__WHAT THE TASK REQUIRES__: Pick out every line in the data below that contains the string "roof", matching case exactly, and copy each such line in full.

---+---

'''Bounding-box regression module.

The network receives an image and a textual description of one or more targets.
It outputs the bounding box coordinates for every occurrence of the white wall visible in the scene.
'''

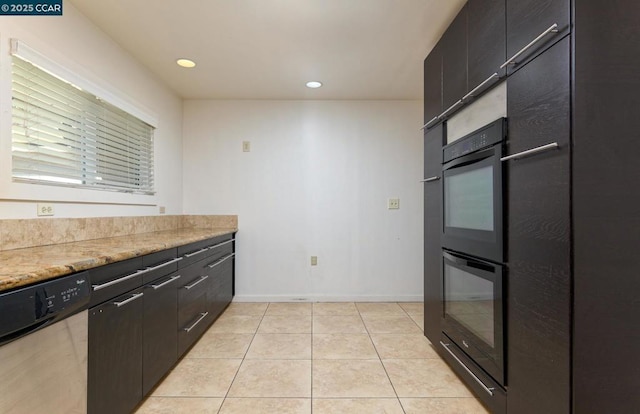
[0,1,182,218]
[183,101,423,301]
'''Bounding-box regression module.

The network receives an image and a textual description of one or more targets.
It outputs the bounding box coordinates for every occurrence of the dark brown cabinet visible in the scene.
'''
[142,272,181,395]
[424,43,442,125]
[87,289,143,414]
[507,38,571,414]
[87,234,235,414]
[178,262,211,356]
[424,124,444,345]
[506,0,571,73]
[467,0,506,84]
[440,5,468,110]
[572,0,640,414]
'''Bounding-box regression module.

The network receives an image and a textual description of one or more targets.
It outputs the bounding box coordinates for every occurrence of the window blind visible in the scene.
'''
[11,55,154,194]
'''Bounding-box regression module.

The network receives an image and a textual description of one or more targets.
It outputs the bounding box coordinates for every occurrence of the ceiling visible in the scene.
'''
[70,0,465,100]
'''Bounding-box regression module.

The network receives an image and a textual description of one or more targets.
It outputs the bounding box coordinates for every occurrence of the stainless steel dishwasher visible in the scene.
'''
[0,272,90,414]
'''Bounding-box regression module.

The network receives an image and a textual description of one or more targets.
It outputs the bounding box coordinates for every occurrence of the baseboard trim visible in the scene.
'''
[233,295,424,302]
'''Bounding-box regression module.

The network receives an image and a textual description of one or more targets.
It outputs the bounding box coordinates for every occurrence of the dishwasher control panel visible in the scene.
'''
[34,274,90,319]
[0,272,91,345]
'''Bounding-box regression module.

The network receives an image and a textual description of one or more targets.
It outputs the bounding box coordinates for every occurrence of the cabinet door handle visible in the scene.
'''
[420,115,438,129]
[113,293,144,308]
[500,23,558,69]
[91,270,146,292]
[151,275,180,290]
[184,275,209,290]
[184,312,209,332]
[462,72,500,101]
[440,341,495,396]
[500,142,559,161]
[207,253,236,269]
[438,99,462,119]
[207,239,236,250]
[184,247,209,257]
[420,175,440,183]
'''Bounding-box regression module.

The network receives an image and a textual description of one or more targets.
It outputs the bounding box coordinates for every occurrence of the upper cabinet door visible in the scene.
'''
[467,0,507,85]
[440,5,468,110]
[506,0,570,73]
[424,43,442,124]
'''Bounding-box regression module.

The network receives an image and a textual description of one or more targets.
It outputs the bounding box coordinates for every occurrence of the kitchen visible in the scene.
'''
[0,1,637,414]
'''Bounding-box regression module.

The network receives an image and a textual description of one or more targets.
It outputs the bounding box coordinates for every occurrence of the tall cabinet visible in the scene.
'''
[424,0,640,414]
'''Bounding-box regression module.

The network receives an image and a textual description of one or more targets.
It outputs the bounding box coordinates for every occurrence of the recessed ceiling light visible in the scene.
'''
[176,59,196,68]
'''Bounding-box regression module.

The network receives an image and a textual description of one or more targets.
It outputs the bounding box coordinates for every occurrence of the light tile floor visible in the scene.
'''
[136,303,488,414]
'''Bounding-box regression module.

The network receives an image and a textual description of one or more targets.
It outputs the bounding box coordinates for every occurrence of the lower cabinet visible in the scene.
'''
[177,262,211,356]
[87,289,144,414]
[87,235,235,414]
[142,272,182,395]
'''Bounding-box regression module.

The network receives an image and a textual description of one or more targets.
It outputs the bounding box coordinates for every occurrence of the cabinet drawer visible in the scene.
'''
[178,264,211,355]
[142,248,181,283]
[178,234,233,267]
[89,257,144,306]
[208,239,235,262]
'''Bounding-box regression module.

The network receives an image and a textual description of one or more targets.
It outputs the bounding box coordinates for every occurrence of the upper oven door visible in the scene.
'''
[442,251,504,384]
[442,144,504,262]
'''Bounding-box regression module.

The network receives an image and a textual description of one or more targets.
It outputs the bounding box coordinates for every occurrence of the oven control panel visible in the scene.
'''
[442,118,506,163]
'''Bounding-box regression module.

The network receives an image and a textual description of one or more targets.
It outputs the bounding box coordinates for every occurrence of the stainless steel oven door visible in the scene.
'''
[442,251,505,385]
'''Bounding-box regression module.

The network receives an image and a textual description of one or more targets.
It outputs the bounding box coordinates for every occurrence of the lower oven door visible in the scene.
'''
[0,310,88,414]
[443,251,505,385]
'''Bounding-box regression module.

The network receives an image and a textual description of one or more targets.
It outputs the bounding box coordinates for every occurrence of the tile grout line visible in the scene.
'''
[211,303,270,414]
[356,303,406,414]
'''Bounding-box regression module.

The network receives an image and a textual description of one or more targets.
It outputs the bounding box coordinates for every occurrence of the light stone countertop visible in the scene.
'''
[0,228,238,292]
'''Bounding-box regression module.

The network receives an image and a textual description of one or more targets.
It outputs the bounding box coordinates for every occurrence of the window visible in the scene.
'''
[11,48,154,194]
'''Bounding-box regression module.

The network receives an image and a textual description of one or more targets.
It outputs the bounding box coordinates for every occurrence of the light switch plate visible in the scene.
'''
[38,203,55,216]
[387,198,400,210]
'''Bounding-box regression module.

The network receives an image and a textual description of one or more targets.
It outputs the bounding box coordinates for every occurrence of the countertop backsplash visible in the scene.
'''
[0,215,238,251]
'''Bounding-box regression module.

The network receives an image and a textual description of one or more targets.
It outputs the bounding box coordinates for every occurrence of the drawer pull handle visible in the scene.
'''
[462,72,500,101]
[207,239,236,250]
[113,293,144,308]
[207,253,236,269]
[500,23,558,69]
[151,275,180,290]
[184,275,209,290]
[184,312,209,332]
[420,115,438,129]
[440,341,495,396]
[500,142,559,161]
[420,175,440,183]
[184,247,209,257]
[91,270,146,292]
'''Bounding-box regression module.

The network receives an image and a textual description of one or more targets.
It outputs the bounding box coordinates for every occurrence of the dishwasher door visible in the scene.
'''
[0,310,88,414]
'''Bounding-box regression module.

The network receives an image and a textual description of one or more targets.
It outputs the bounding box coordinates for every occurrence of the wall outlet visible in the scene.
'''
[38,203,55,216]
[387,198,400,210]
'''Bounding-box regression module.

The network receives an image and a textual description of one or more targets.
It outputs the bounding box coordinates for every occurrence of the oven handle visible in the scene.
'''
[442,251,496,273]
[442,147,496,171]
[440,341,495,397]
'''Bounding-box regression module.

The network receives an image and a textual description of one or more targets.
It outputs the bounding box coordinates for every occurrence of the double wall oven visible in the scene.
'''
[441,118,507,392]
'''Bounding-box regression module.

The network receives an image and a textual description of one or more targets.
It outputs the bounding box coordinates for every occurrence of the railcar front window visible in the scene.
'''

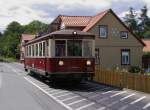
[67,40,82,56]
[55,40,66,56]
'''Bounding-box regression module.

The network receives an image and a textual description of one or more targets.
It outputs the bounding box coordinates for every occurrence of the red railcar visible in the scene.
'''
[24,30,95,79]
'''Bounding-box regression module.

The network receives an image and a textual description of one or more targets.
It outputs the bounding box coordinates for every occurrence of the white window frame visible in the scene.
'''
[99,25,108,39]
[120,31,128,39]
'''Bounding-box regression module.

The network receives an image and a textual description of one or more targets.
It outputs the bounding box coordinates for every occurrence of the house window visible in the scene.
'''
[99,25,108,38]
[121,49,130,65]
[95,48,100,65]
[55,40,66,56]
[120,31,128,39]
[83,41,92,57]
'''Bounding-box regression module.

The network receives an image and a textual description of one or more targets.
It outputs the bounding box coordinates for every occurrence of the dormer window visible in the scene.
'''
[120,31,128,39]
[99,25,108,38]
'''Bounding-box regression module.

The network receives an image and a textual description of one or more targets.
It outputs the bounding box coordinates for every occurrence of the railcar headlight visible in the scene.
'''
[58,61,64,66]
[86,60,91,66]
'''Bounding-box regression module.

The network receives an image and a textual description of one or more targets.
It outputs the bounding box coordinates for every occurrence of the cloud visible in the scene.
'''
[0,0,150,29]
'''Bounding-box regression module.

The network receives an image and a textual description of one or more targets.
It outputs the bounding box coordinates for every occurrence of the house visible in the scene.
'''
[142,39,150,69]
[46,9,145,69]
[20,34,35,62]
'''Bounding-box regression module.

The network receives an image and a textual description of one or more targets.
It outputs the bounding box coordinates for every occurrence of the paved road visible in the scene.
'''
[0,63,150,110]
[0,63,66,110]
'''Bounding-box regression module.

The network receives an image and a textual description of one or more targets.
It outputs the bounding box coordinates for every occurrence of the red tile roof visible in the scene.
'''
[51,9,145,46]
[21,34,35,41]
[142,39,150,52]
[83,10,109,32]
[60,15,92,26]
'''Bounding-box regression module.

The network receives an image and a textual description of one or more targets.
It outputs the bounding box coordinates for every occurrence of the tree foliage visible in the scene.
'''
[0,21,47,58]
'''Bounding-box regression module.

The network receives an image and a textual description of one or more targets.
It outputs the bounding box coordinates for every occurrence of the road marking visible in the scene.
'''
[61,96,79,102]
[56,93,73,98]
[143,103,150,110]
[120,94,135,101]
[97,107,106,110]
[102,90,114,95]
[130,96,146,105]
[52,91,68,95]
[67,99,86,106]
[24,77,73,110]
[76,102,95,110]
[110,91,127,98]
[5,64,22,76]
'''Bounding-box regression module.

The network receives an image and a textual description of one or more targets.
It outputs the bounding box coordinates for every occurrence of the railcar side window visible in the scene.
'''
[29,46,31,56]
[25,46,28,56]
[43,42,45,56]
[32,45,34,56]
[83,41,92,56]
[55,40,66,56]
[39,43,42,56]
[67,40,82,56]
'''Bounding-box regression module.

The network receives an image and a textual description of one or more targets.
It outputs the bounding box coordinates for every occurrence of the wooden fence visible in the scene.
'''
[94,68,150,93]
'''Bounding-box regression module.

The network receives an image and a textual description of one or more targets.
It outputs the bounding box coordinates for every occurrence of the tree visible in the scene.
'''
[4,21,24,36]
[0,21,24,57]
[24,20,48,34]
[124,7,137,32]
[138,5,150,38]
[0,21,48,58]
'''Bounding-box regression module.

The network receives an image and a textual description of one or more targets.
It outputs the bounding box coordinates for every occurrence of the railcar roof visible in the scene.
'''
[25,29,95,45]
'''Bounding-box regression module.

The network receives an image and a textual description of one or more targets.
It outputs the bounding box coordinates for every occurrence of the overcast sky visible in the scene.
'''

---+---

__SOLUTION TO THE EXERCISE__:
It outputs the bounding box coordinates for every occurrence of the red tile roof visible in the scene.
It outputs the bounding box coordinates for every occurrence of the railcar roof visible in the scene.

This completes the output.